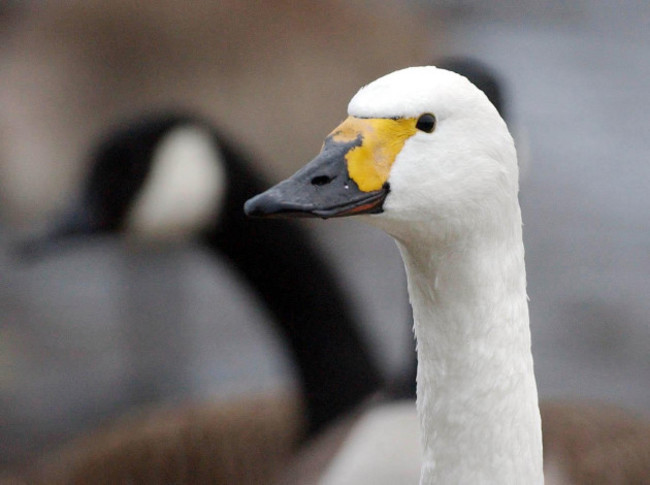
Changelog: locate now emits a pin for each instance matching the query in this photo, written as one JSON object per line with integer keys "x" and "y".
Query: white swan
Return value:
{"x": 427, "y": 154}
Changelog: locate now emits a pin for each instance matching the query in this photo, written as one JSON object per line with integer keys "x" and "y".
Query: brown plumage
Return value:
{"x": 595, "y": 444}
{"x": 240, "y": 442}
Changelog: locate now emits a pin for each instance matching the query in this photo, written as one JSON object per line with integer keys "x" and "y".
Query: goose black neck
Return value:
{"x": 282, "y": 265}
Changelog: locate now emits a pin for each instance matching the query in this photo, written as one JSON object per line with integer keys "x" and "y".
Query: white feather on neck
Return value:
{"x": 477, "y": 398}
{"x": 454, "y": 212}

### WRITTEN PROBLEM
Count the lines above that contain the string "white", treating uppercase and lowercase as different. Reply with the number alone.

### COMPLETE RESPONSE
2